The line containing "Might I ask you to indicate the dog's hind" marks the end: restate word for word every line from the first line of the entries below through that one.

START Records to process

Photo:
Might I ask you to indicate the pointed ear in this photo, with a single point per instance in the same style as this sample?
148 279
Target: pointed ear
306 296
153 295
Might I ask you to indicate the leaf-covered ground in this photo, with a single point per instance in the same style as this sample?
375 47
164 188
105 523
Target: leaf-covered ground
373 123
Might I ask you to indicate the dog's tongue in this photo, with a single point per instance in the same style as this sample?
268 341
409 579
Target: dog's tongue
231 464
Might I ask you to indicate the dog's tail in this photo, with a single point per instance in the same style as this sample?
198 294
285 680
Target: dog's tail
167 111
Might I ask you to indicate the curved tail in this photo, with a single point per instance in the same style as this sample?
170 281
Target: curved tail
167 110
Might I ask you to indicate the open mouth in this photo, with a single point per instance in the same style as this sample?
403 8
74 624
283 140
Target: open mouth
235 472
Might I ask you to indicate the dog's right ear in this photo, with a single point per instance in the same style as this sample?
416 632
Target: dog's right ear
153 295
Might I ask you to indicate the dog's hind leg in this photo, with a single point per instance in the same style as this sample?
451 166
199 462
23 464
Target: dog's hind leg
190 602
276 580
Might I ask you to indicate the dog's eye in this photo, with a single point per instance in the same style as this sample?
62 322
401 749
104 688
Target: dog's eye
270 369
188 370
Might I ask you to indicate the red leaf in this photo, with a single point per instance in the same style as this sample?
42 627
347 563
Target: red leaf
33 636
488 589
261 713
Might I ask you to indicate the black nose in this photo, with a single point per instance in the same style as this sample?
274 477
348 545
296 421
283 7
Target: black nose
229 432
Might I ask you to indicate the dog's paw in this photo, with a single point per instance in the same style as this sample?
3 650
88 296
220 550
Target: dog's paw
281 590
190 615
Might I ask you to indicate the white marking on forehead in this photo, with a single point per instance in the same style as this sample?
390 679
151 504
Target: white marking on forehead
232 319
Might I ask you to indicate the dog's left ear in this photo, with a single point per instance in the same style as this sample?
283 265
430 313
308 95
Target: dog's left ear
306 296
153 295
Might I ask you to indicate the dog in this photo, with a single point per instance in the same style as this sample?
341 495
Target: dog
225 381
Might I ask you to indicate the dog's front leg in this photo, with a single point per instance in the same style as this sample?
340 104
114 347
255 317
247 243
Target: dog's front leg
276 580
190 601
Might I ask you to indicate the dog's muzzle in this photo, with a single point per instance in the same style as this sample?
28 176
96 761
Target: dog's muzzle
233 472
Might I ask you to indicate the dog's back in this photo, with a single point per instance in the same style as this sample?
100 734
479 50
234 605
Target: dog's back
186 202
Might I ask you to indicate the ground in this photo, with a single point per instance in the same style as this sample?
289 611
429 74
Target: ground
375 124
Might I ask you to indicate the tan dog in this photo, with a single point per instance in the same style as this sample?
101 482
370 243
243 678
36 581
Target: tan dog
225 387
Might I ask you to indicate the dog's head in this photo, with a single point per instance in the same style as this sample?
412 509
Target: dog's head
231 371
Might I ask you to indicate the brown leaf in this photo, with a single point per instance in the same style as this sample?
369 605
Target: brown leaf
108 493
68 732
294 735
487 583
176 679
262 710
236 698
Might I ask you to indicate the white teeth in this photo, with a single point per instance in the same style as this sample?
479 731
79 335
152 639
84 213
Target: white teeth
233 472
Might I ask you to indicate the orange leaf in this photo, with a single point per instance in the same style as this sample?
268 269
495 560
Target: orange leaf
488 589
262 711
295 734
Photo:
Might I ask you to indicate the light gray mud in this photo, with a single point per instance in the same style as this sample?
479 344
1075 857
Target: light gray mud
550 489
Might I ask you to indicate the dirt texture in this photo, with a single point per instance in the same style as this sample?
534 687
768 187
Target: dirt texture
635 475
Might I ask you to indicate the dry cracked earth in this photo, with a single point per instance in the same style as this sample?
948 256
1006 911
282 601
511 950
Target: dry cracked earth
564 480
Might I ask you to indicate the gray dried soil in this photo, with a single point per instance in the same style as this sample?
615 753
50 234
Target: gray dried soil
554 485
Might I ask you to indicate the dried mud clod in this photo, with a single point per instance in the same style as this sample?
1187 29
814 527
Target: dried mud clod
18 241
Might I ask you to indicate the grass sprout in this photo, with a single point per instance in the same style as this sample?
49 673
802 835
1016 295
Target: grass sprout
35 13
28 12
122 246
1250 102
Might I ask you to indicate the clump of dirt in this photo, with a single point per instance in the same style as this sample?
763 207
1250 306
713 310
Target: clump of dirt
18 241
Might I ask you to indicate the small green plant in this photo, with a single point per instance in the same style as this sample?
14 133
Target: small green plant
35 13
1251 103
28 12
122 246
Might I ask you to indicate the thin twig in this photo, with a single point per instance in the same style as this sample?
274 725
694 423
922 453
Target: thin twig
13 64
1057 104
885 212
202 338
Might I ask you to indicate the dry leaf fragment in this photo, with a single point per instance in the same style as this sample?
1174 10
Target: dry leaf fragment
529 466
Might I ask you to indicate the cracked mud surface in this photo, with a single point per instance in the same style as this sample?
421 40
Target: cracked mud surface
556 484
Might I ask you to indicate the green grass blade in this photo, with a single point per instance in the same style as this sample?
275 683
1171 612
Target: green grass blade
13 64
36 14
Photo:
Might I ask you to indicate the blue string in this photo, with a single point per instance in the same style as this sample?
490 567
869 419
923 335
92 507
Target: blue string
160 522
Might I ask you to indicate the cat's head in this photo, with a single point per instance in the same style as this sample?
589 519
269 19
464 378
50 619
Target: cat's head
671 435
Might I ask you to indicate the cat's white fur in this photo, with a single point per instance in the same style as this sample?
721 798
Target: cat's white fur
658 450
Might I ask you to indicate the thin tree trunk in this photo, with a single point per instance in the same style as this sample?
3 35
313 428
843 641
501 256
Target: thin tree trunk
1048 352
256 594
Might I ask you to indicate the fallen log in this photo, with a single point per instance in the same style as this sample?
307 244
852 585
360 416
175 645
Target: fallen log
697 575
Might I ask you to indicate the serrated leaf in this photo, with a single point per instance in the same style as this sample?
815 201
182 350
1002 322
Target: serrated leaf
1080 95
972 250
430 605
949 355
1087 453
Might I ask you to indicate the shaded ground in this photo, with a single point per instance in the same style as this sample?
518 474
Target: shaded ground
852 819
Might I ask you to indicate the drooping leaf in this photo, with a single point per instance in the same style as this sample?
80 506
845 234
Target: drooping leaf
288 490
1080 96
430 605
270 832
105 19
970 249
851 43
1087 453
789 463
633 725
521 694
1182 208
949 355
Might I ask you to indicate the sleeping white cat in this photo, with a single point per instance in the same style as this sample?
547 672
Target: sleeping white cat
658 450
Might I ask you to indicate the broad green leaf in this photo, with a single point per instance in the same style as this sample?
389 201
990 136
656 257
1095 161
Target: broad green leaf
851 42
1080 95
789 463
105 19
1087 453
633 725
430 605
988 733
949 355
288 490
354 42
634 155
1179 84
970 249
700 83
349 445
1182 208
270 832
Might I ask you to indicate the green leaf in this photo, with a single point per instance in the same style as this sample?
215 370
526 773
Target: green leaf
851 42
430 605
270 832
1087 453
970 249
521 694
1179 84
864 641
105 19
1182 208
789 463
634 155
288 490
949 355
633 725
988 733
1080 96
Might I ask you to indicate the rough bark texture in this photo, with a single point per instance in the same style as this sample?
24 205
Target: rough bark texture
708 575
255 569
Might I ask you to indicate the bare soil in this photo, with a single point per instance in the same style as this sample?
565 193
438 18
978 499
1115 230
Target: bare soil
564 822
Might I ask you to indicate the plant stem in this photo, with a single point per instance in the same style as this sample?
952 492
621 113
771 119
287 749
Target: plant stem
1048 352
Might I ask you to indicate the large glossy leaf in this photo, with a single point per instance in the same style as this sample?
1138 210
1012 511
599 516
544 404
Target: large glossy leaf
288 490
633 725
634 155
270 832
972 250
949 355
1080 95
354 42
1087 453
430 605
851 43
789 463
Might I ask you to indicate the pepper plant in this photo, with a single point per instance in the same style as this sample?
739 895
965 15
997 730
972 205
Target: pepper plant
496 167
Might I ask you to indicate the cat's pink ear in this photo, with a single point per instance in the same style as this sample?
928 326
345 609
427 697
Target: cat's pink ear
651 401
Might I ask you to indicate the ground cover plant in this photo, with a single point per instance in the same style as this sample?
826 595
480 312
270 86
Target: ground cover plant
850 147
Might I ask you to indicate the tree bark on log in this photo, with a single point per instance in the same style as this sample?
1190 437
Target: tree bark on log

END Records to process

■ Task output
Photo:
Might I ask you to indicate the pointed ear in this photo, with a single point per instance in the same style as this sample?
148 279
Target: pointed ear
306 296
153 295
Might I ask you to indicate the leaf-covered ground in this photo, with a single point per instance in the same style as this sample?
375 47
164 188
105 523
Target: leaf-covered ground
373 123
Might I ask you to indicate the dog's tongue in this photo, with a single point per instance in the same style as this sample?
268 341
409 579
Target: dog's tongue
231 464
Might I ask you to indicate the dog's tail in this photo, with a single point per instance in the same style as this sample?
198 294
285 680
Target: dog's tail
167 111
Might I ask you to indicate the curved tail in this photo, with a single point per instance in the same style as this sample?
170 281
Target: curved tail
167 110
Might I ask you to indicate the open mouth in this photo, with a single point per instance in the same style as this sample?
403 8
74 624
283 140
Target: open mouth
235 472
Might I ask you to indicate the dog's right ear in this photo, with a single point per instance in the same style as this sample?
416 632
Target: dog's right ear
153 295
Might I ask you to indicate the dog's hind leg in this photo, with a single point per instance in the same style as this sample?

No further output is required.